Les Anglais, qui fournissaient à l'époque le dirigeant militaire des forces de l'ONU en Bosnie, en étaient au courant. Les Français, dont plusieurs militaires étaient pris en otage par les Serbes, ne l'étaient pas. Ni les Hollandais. Quand les forces de Mladic ont commencé à encercler et à harceler les militaires hollandais à Srebrenica, les Américains ont refusé à communiquer leurs observations par satellite aux Hollandais. À l'époque, ils en avaient le monopole. Puis, quand les forces de Mladic ont pris en otage un nombre de soldats hollandais qui équipaient des postes d'observation autour de la ville, ils ont refusé d'intervenir avec leurs avions. Seulement deux F16 de l'armée de l'air hollandaise ont pu intervenir, et, selon certaines sources, éliminer un ou deux tanks serbes.

Les forces hollandaises de l'ONU étaient considérés comme "chair de canon", pions à sacrifier, par les Américains. Le gouvernement néerlandais n'avait pas été mis au courant des arrangements conclus à Dayton. Et, ce qui est non moins criminel, il n'avait pas assez essayé à savoir, quelle serait la position de ses troupes en fonction de ces compromis-là. Tout cela est contenu dans un rapport qui a été établi par les services gouvernementaux de La Haye - après coup. Le rapport complet qui est venu compléter toutes ces observations-ci en 2002, établi par les historiens de l'Institut de l'étude de la Guerre d'Amsterdam, a, en effet, provoqué la chute du gouvernement néerlandais de Wim Kok.

Vraisemblablement, le nouveau président de la France, Jacques Chirac, n'était pas au courant non plus, en juillet 1995, des arrangements Milosevic/Karadzic avec les Anglosaxons. Il se demandait publiquement, comment c'était possible, que la présence d'un contingent de soldats de l'OTAN à Srebrenica n'aurait pas pu éviter le massacre. Puis, il s'est tu. Probablement, si je peux croire Florence Hartmann dans "Paix et Châtiment" (2007), parce que l'abandon des 7000 musulmans massacrés et l'humiliation des forces hollandaises, a permis la libération des deux ou trois pilotes français, pris en otage par les Serbes de Bosnie.

**Extraits de données**
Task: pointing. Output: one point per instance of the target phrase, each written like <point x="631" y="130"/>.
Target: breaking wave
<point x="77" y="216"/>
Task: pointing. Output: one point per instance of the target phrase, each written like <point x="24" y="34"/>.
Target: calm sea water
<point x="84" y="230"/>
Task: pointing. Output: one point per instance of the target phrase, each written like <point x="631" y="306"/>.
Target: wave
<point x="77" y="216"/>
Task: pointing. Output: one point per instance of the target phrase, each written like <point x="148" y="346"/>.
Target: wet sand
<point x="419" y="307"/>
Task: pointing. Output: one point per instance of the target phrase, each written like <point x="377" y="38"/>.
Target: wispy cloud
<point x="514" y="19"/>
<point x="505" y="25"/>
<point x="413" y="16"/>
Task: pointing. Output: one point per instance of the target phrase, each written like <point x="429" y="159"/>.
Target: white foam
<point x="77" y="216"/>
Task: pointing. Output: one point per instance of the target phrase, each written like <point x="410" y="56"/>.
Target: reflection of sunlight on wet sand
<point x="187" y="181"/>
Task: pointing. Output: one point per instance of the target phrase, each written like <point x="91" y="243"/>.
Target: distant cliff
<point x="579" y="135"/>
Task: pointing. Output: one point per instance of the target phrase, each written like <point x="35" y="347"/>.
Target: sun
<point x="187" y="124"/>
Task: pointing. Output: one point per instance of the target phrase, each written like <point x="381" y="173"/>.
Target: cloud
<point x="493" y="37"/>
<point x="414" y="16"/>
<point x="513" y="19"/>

**Consigne**
Recopiez mot pour mot le passage de l'extrait sur Srebrenica qui va de « Les forces hollandaises » jusqu'à « de Wim Kok. ».

**Réponse ci-dessous**
Les forces hollandaises de l'ONU étaient considérés comme "chair de canon", pions à sacrifier, par les Américains. Le gouvernement néerlandais n'avait pas été mis au courant des arrangements conclus à Dayton. Et, ce qui est non moins criminel, il n'avait pas assez essayé à savoir, quelle serait la position de ses troupes en fonction de ces compromis-là. Tout cela est contenu dans un rapport qui a été établi par les services gouvernementaux de La Haye - après coup. Le rapport complet qui est venu compléter toutes ces observations-ci en 2002, établi par les historiens de l'Institut de l'étude de la Guerre d'Amsterdam, a, en effet, provoqué la chute du gouvernement néerlandais de Wim Kok.